Start of Excerpted text

Bill and Jerry: Burying the hatchet?

May 24, 2016

Old frenemies Bill Clinton and Gov. Brown meet up to discuss domestic and foreign policy as well as the state of the campaign trail.

 

David Siders and Christopher Cadelago write in Sac Bee: "Former President Bill Clinton and California Gov. Jerry Brown, who feuded bitterly in the 1992 presidential race and maintained a sometimes-frayed relationship in following years, met for about 90 minutes in Sacramento on Monday."

 

"Brown, a fourth-term Democrat, has not endorsed in the Democratic primary contest. But on Saturday he appeared to scold Bernie Sanders’ insurgent campaign, saying nobody “should be seeking the Democratic nomination with a scorched earth policy.”

 

"A Brown spokesman said the governor and Bill Clinton discussed foreign and domestic politics, including the presidential campaign. They met in the same room at the governor’s mansion in Sacramento where John F. Kennedy and Brown’s father, then-Gov. Edmund G. “Pat” Brown, met ahead of the 1960 election, Brown’s office said."

 

Voter registration in the Golden State is up, but how that will affect a ballot turnout statistically remains unclear

 

Cathleen Decker in LA Times reports: "California, the state with a well-earned reputation for disinterest in things political, has been overrun by a vast and historic burst of new voters."

 

"And those voters will storm the polling places, rescuing the state from its usual self-flagellation over poor turnout and determining the winner of the contested June 7 presidential primary."

 

"Or it hasn’t. And they won’t."

End of Excerpted text

Complete the following:
1. Answer these questions using the California politics roundup:
(a) About how long did Bill Clinton and Jerry Brown meet in Sacramento?
(b) Whose campaign did Brown appear to scold on Saturday?
(c) On what date is the contested presidential primary?
2. Translate this sentence from the California politics roundup into Spanish: "Brown, a fourth-term Democrat, has not endorsed in the Democratic primary contest."
3. Rewrite the paragraph of the California politics roundup that begins "A Brown spokesman said" as a short bulleted list, keeping its main facts.

Start of Stored records

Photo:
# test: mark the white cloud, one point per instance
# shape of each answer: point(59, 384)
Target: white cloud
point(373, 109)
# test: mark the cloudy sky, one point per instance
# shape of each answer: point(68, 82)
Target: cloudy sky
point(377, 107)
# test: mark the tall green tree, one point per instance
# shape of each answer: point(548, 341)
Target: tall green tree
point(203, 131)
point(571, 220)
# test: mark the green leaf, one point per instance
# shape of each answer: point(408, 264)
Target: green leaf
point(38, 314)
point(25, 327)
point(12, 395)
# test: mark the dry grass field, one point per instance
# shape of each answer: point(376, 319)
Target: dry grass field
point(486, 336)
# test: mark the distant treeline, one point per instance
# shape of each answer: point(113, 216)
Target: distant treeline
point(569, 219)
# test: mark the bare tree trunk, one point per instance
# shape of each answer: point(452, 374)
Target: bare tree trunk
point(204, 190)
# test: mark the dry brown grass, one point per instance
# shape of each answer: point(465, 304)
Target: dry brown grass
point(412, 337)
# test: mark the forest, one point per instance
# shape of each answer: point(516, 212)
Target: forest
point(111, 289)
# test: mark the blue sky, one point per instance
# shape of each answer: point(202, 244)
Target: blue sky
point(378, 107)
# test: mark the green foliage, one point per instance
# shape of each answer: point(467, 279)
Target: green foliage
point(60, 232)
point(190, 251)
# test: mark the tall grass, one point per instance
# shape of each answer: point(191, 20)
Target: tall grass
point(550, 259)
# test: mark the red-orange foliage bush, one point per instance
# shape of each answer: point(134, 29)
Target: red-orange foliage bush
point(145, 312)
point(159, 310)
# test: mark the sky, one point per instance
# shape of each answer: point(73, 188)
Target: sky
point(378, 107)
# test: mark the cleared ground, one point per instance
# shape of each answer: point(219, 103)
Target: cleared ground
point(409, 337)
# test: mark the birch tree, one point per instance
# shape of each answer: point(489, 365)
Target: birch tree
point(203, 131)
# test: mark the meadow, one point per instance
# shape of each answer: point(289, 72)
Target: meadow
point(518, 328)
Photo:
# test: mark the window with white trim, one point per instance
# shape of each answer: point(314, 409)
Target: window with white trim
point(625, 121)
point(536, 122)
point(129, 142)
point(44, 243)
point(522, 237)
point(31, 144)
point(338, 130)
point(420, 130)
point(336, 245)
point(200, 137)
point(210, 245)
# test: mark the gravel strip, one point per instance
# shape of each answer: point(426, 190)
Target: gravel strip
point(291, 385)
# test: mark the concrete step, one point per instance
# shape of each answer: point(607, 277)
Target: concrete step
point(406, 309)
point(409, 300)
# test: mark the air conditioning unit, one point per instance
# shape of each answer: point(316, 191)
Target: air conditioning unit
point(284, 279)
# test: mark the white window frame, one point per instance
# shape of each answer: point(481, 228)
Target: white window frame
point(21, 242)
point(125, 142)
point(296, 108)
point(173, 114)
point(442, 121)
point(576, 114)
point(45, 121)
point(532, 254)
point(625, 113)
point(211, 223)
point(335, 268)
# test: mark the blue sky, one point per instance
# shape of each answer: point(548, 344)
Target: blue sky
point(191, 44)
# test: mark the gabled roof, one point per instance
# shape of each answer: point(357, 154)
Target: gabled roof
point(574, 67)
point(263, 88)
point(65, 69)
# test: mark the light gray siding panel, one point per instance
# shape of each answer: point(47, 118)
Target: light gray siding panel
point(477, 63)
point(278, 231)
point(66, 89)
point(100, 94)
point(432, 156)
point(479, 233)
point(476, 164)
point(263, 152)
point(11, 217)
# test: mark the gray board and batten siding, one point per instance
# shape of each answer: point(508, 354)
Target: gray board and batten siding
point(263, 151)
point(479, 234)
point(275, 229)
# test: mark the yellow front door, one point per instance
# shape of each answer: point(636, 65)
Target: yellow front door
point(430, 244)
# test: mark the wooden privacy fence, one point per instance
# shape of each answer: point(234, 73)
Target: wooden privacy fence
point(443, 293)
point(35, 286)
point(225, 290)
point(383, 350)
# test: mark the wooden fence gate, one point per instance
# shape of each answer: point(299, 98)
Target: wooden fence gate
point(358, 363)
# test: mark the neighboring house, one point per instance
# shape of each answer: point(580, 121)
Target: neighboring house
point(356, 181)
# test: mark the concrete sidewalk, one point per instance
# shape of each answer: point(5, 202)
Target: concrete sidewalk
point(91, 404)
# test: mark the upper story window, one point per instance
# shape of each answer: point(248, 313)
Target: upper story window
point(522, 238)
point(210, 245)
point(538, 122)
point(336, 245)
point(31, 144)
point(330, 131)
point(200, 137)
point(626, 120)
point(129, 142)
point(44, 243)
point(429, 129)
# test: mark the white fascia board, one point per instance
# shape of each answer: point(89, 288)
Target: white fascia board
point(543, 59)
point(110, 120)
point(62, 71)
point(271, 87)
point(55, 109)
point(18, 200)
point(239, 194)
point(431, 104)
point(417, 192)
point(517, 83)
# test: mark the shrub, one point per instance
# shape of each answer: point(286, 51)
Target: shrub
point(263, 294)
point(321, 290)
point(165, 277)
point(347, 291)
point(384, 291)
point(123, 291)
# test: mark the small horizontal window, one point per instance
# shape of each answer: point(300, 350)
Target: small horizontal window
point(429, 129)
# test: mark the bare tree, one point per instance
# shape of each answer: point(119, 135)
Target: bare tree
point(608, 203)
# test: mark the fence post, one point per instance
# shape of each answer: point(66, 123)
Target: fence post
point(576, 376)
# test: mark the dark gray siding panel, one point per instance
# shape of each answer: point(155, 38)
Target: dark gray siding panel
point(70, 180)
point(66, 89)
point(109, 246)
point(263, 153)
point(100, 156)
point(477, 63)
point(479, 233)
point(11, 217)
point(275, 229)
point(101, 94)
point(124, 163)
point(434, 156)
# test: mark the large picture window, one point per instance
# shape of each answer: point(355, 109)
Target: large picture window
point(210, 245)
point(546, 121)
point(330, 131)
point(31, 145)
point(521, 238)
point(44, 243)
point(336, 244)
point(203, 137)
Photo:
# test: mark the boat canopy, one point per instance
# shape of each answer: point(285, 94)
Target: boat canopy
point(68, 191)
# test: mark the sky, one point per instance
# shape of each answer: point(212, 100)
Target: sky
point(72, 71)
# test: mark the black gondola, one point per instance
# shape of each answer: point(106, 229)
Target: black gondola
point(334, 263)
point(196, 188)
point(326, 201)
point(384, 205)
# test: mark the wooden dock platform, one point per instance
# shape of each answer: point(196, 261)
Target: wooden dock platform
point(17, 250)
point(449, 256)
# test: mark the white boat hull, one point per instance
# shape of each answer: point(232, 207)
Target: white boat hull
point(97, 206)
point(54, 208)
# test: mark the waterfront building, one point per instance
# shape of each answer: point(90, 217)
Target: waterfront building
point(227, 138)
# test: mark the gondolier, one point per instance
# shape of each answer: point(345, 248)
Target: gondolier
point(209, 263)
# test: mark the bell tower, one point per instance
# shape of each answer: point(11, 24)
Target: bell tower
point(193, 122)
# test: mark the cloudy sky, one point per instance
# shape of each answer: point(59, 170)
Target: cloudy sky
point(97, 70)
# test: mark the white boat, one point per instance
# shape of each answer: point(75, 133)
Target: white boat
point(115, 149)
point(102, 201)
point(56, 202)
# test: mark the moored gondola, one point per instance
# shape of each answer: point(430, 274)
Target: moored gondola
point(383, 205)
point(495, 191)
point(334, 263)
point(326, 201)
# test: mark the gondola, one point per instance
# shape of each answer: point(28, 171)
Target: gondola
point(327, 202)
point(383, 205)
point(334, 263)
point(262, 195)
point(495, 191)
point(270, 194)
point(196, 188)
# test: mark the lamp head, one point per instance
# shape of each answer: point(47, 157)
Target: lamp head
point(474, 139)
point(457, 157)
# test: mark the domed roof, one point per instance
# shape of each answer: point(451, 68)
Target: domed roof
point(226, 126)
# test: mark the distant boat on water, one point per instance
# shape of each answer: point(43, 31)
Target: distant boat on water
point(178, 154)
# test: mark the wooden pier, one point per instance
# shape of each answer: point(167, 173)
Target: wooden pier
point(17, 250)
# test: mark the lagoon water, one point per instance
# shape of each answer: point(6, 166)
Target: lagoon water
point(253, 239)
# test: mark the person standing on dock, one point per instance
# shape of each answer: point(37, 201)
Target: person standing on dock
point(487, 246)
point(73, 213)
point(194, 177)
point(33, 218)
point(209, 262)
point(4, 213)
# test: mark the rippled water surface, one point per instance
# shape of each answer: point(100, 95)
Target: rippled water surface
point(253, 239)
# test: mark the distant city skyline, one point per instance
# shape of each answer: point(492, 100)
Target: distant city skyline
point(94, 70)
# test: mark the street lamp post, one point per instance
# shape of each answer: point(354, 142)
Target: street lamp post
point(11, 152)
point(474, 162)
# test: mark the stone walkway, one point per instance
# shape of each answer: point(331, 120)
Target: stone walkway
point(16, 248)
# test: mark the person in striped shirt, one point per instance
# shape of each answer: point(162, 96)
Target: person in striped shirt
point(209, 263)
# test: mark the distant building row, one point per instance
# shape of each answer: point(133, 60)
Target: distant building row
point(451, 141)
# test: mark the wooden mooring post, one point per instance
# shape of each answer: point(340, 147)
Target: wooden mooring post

End of Stored records

Answers:
1.
(a) About 90 minutes.
(b) Bernie Sanders' campaign.
(c) June 7.

2. Brown, un demócrata en su cuarto mandato, no ha dado su respaldo a ningún candidato en la contienda de las primarias demócratas.

3.
- According to a Brown spokesman, the governor and Bill Clinton discussed foreign and domestic politics, including the presidential campaign.
- Brown's office said they met at the governor's mansion in Sacramento.
- Their meeting room was the same one where John F. Kennedy and Brown's father, then-Gov. Edmund G. "Pat" Brown, met before the 1960 election.